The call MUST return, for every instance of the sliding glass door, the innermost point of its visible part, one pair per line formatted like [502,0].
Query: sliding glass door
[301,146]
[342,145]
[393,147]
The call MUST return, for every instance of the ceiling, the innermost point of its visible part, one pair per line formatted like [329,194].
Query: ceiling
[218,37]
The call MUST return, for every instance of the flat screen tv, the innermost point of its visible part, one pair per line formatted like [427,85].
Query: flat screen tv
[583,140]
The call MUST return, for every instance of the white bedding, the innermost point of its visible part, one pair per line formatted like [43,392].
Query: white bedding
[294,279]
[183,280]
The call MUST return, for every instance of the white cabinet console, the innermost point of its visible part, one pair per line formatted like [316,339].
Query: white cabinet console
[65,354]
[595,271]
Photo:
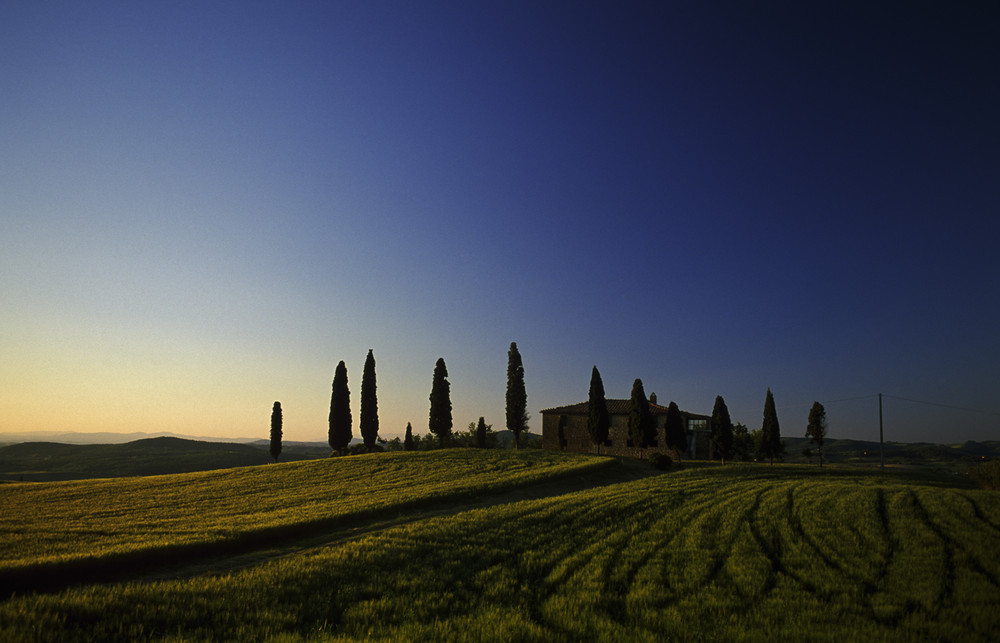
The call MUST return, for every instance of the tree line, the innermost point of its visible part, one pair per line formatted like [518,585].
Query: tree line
[730,441]
[440,422]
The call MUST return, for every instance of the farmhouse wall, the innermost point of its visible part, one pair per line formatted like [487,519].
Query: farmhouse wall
[574,436]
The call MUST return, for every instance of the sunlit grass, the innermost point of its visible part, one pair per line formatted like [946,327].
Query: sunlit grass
[711,553]
[60,521]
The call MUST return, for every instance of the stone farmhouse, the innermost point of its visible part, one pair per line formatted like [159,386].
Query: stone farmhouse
[564,428]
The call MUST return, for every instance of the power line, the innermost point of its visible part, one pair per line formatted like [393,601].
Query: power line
[946,406]
[851,399]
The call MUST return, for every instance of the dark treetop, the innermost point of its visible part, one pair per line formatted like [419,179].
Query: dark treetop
[369,403]
[340,410]
[440,416]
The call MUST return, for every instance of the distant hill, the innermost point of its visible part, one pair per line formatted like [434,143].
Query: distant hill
[103,437]
[861,451]
[43,461]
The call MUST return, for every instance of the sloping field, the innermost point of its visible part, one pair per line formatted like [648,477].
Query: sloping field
[721,553]
[60,523]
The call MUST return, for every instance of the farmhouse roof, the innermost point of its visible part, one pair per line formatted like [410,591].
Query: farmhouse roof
[615,407]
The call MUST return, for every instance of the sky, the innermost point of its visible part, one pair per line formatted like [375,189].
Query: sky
[205,206]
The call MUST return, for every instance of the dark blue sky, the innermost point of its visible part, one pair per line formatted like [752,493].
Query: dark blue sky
[204,208]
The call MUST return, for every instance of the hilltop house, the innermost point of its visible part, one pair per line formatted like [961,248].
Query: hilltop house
[564,428]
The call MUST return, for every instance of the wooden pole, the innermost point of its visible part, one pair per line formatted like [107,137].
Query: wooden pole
[881,448]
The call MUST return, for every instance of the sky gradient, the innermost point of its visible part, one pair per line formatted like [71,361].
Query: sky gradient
[205,206]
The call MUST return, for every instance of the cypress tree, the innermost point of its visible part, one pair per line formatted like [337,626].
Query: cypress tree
[816,428]
[440,417]
[369,403]
[481,433]
[408,439]
[640,420]
[340,410]
[722,429]
[674,434]
[770,431]
[276,431]
[517,397]
[598,418]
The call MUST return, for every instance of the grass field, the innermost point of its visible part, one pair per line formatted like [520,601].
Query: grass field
[736,552]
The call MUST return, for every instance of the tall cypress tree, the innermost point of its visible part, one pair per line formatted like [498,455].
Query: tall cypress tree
[517,397]
[276,431]
[770,431]
[440,417]
[722,429]
[640,420]
[481,433]
[598,418]
[340,410]
[816,428]
[408,438]
[674,434]
[369,403]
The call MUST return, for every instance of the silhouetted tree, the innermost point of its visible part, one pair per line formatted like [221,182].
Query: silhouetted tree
[598,418]
[408,439]
[340,411]
[276,431]
[517,397]
[674,432]
[742,442]
[722,429]
[816,428]
[771,446]
[369,404]
[640,420]
[440,417]
[481,433]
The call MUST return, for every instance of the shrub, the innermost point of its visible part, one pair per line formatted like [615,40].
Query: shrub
[987,475]
[661,460]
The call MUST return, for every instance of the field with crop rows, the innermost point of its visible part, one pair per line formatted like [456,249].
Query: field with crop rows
[735,552]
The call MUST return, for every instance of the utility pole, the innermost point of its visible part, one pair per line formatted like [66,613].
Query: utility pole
[881,448]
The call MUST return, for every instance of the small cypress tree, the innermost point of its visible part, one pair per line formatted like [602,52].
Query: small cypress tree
[722,429]
[369,404]
[674,433]
[598,418]
[408,438]
[340,411]
[640,420]
[771,446]
[440,416]
[276,431]
[816,428]
[517,396]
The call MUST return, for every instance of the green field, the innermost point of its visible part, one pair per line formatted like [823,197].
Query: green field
[709,552]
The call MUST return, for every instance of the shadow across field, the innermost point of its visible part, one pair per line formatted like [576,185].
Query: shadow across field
[248,548]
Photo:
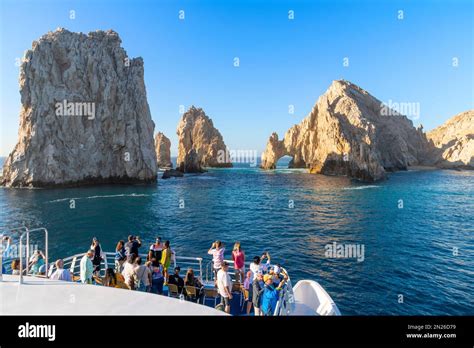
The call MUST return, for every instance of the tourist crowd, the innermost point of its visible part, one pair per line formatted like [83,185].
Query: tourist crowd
[260,285]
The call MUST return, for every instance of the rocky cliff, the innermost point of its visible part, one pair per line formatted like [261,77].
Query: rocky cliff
[454,141]
[84,115]
[199,143]
[163,151]
[347,133]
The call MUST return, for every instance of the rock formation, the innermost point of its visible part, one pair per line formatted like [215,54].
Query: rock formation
[454,142]
[163,151]
[347,133]
[200,145]
[84,115]
[170,173]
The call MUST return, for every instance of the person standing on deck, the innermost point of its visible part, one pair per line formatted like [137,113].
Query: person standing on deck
[249,287]
[86,267]
[238,257]
[60,273]
[157,279]
[131,247]
[156,250]
[270,294]
[257,290]
[224,286]
[5,251]
[37,262]
[128,271]
[257,265]
[177,280]
[97,259]
[166,260]
[217,251]
[143,279]
[120,256]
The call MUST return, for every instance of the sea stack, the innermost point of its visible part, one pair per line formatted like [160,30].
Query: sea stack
[200,144]
[454,142]
[84,115]
[163,151]
[349,132]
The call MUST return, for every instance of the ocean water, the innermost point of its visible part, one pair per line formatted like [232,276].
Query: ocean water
[423,250]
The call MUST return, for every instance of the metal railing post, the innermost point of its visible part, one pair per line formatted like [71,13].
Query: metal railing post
[27,252]
[1,246]
[21,250]
[1,257]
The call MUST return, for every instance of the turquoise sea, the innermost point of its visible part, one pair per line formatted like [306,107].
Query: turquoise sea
[417,228]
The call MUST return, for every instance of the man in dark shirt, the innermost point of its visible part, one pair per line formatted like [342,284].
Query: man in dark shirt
[131,247]
[177,280]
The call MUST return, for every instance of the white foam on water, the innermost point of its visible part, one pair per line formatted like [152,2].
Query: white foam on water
[104,196]
[360,187]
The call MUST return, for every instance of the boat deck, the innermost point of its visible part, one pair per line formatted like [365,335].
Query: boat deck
[41,296]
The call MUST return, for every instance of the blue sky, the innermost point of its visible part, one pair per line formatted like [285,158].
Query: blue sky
[282,62]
----
◆ **PROBLEM TO SOLVE**: Can you express the lines starting at the one that contains "The call MUST return, for every instance of the turquoise" and ending with the last line of the records as a numbered list, with blank lines left out?

◆ **OUTPUT FOR THIS EXERCISE**:
1. The call MUST return, for every instance of the turquoise sea, the innermost point of its visible part, one pair per line formatted like [306,107].
2. Query: turquoise sea
3. [417,228]
4. The call MUST return, for every instance of the man in dark shirt, the innermost point of its visible part, one pair per line formatted like [342,284].
5. Query: man in dark shirt
6. [131,247]
7. [177,280]
8. The call MUST return, for every instance of the white foam on water, the innermost point of its visible part, one pair per line formatted like [152,2].
9. Query: white foam on water
10. [104,196]
11. [360,187]
12. The call MUST return, for every instance of the boat deck, the innermost point of its visible part, one pair per line formatted like [365,335].
13. Query: boat deck
14. [41,296]
15. The call MUST return, for every instance of the blue sky, the innermost point of its visible part, one pair per line formatted like [285,158].
16. Query: blue sky
17. [282,62]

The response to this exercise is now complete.